Find the line with "object=shoulder". Repeat it and each line after it, exactly, down to the end of the records below.
---------- Information supplied ----------
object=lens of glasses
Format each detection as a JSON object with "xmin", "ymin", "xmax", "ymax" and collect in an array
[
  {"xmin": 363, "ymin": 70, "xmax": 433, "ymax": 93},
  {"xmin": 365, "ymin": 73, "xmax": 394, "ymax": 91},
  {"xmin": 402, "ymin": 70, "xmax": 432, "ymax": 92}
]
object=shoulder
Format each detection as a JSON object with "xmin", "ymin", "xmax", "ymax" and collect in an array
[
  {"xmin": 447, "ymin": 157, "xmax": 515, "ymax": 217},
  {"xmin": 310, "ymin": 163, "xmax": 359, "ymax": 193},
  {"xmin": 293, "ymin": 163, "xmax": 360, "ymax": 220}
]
----------
# Final answer
object=shoulder
Format each detection as a JSON object with "xmin", "ymin", "xmax", "ymax" and collect in an array
[
  {"xmin": 447, "ymin": 157, "xmax": 515, "ymax": 217},
  {"xmin": 310, "ymin": 163, "xmax": 359, "ymax": 193},
  {"xmin": 293, "ymin": 163, "xmax": 360, "ymax": 220}
]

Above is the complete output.